*BRIEF A*: In the Sri Lanka at the 2024 Summer Olympics page, switch "delegation" to "team" and give the text again from "- 1948; 1952;" up to and including "in the Games.".
*BRIEF B*: According to the Sri Lanka at the 2024 Summer Olympics page, under what name did the nation make seven of its previous Olympic appearances?
*BRIEF C*: Please decide whether each statement agrees with the Sri Lanka at the 2024 Summer Olympics page, answering yes or no and quoting the deciding words: (i) Sri Lanka won no medals at the 2024 Games. (ii) Dilhani Lekamge is a badminton athlete. (iii) The athletes competed in four sports.

*PROVIDED PASSAGE*:
- Flag of Sri Lanka
- IOC code: SRI
- NOC: National Olympic Committee of Sri Lanka
- Website: www.srilankaolympic.org

in Paris, France 26 July 2024 – 11 August 2024
- Competitors: 6 (3 men and 3 women) in 3 sports
- Flag bearers (opening): Viren Nettasinghe & Dilhani Lekamge
- Flag bearers (closing): Viren Nettasinghe & Dilhani Lekamge
- Medals: Gold 0 Silver 0 Bronze 0 Total 0

Summer Olympics appearances (overview)
- 1948; 1952; 1956; 1960; 1964; 1968; 1972; 1976; 1980; 1984; 1988; 1992; 1996; 2000; 2004; 2008; 2012; 2016; 2020; 2024;

= Sri Lanka at the 2024 Summer Olympics =

Sri Lanka competed at the 2024 Summer Olympics in Paris, France from 26 July to 11 August 2024. This marked Sri Lanka's nineteenth appearance at the Summer Olympics, with the exception of the 1976 Summer Olympics in Montreal. Seven of the nation's previous Olympic appearances were under the name Ceylon.

The Sri Lankan delegation consisted of six athletes (three male and female) competing in three sports. Badminton athlete Viren Nettasinghe and javelin thrower Dilhani Lekamge were the country's flagbearers during the opening ceremony.

==Competitors==
The following is the list of number of competitors in the Games.

*DATA EXTRACT*:
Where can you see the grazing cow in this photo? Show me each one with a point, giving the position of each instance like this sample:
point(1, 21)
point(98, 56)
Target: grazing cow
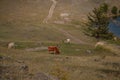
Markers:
point(53, 49)
point(11, 45)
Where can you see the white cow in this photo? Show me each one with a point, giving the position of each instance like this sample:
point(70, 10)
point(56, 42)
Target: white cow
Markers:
point(11, 45)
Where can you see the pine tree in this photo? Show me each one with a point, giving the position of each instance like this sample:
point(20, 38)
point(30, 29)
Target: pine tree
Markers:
point(98, 23)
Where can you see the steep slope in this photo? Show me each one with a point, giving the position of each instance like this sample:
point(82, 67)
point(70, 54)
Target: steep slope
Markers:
point(37, 10)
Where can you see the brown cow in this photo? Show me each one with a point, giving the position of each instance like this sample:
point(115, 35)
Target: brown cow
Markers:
point(53, 49)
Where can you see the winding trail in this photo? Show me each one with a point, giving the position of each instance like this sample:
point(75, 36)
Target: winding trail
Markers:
point(51, 11)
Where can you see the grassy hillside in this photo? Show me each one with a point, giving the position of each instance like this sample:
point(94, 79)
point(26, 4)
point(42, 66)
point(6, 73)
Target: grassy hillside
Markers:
point(21, 21)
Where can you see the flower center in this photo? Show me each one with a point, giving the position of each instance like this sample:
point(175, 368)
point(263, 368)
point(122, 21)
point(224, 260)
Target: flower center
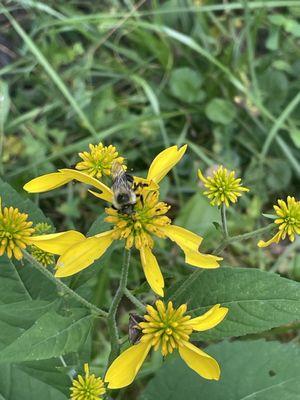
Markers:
point(147, 218)
point(165, 327)
point(14, 231)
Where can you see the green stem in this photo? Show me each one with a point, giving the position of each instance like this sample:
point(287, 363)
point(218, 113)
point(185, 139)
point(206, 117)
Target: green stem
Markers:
point(111, 320)
point(224, 221)
point(135, 301)
point(222, 246)
point(244, 236)
point(62, 286)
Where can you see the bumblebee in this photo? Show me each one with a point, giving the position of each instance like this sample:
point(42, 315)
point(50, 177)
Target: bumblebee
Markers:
point(124, 197)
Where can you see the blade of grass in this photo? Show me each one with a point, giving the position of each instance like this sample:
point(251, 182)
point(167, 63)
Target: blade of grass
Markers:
point(80, 145)
point(278, 124)
point(50, 71)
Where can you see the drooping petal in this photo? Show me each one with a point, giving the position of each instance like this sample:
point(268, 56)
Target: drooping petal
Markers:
point(124, 369)
point(57, 243)
point(274, 239)
point(189, 242)
point(89, 180)
point(152, 271)
point(199, 361)
point(83, 254)
point(46, 182)
point(210, 319)
point(164, 162)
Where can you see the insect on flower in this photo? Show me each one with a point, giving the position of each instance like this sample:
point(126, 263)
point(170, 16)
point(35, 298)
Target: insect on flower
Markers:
point(167, 329)
point(145, 218)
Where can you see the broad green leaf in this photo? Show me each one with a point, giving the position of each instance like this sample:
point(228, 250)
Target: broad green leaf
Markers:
point(33, 381)
point(185, 84)
point(256, 370)
point(257, 300)
point(220, 111)
point(52, 335)
point(198, 216)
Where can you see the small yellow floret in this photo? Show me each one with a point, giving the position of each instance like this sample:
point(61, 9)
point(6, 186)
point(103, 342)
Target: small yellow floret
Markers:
point(15, 230)
point(223, 187)
point(288, 222)
point(87, 387)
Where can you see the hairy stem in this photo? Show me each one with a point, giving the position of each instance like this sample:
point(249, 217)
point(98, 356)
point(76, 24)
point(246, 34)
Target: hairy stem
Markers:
point(111, 320)
point(63, 287)
point(224, 221)
point(139, 305)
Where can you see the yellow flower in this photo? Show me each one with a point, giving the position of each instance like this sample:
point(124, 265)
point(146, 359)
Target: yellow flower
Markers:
point(99, 160)
point(137, 228)
point(43, 257)
point(223, 186)
point(16, 233)
point(167, 329)
point(288, 222)
point(159, 168)
point(87, 387)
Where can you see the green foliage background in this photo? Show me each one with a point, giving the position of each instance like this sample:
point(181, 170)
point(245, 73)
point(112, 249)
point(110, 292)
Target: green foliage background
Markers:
point(220, 76)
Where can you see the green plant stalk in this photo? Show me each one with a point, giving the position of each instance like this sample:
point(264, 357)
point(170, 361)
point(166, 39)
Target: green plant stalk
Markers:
point(139, 305)
point(111, 319)
point(224, 221)
point(222, 246)
point(64, 287)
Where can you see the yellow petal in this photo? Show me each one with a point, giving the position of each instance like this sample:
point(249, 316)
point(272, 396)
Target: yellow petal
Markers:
point(83, 254)
point(89, 180)
point(57, 243)
point(274, 239)
point(164, 162)
point(152, 271)
point(210, 319)
point(124, 369)
point(189, 242)
point(199, 361)
point(46, 182)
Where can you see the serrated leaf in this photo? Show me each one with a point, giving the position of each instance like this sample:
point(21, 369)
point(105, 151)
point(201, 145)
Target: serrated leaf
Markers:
point(52, 335)
point(249, 371)
point(257, 300)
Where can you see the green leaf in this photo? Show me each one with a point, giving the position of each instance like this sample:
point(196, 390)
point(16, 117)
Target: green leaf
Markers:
point(31, 381)
point(198, 216)
point(220, 111)
point(249, 371)
point(257, 300)
point(185, 84)
point(52, 335)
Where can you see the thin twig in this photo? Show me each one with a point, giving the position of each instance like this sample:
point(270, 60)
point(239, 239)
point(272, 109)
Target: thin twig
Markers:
point(111, 320)
point(64, 287)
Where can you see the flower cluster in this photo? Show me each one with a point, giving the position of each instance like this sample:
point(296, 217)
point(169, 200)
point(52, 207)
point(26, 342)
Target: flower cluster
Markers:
point(87, 387)
point(17, 233)
point(137, 216)
point(223, 187)
point(99, 160)
point(166, 328)
point(288, 221)
point(137, 228)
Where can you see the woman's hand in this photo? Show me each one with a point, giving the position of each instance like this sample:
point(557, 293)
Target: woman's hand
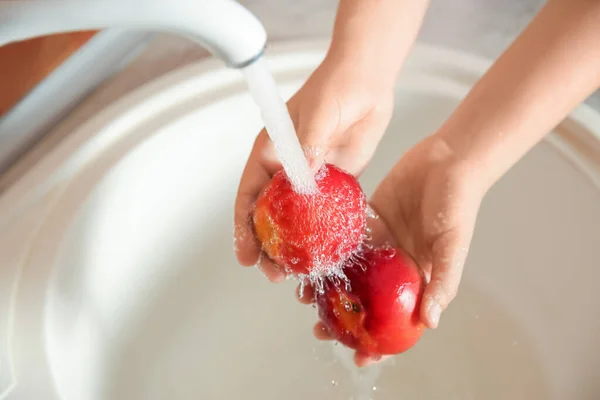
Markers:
point(340, 115)
point(427, 205)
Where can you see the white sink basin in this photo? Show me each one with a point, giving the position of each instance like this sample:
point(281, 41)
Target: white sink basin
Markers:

*FINAL ANSWER A*:
- 1948; 1952; 1956; 1960; 1964; 1968; 1972; 1976; 1980; 1984; 1988; 1992; 1996; 2000; 2004; 2008; 2012; 2016; 2020; 2024;

= Sri Lanka at the 2024 Summer Olympics =

Sri Lanka competed at the 2024 Summer Olympics in Paris, France from 26 July to 11 August 2024. This marked Sri Lanka's nineteenth appearance at the Summer Olympics, with the exception of the 1976 Summer Olympics in Montreal. Seven of the nation's previous Olympic appearances were under the name Ceylon.

The Sri Lankan team consisted of six athletes (three male and female) competing in three sports. Badminton athlete Viren Nettasinghe and javelin thrower Dilhani Lekamge were the country's flagbearers during the opening ceremony.

==Competitors==
The following is the list of number of competitors in the Games.

*FINAL ANSWER B*: Ceylon

*FINAL ANSWER C*:
(i) Yes: "Medals: Gold 0 Silver 0 Bronze 0 Total 0"
(ii) No: "javelin thrower Dilhani Lekamge"
(iii) No: "competing in three sports"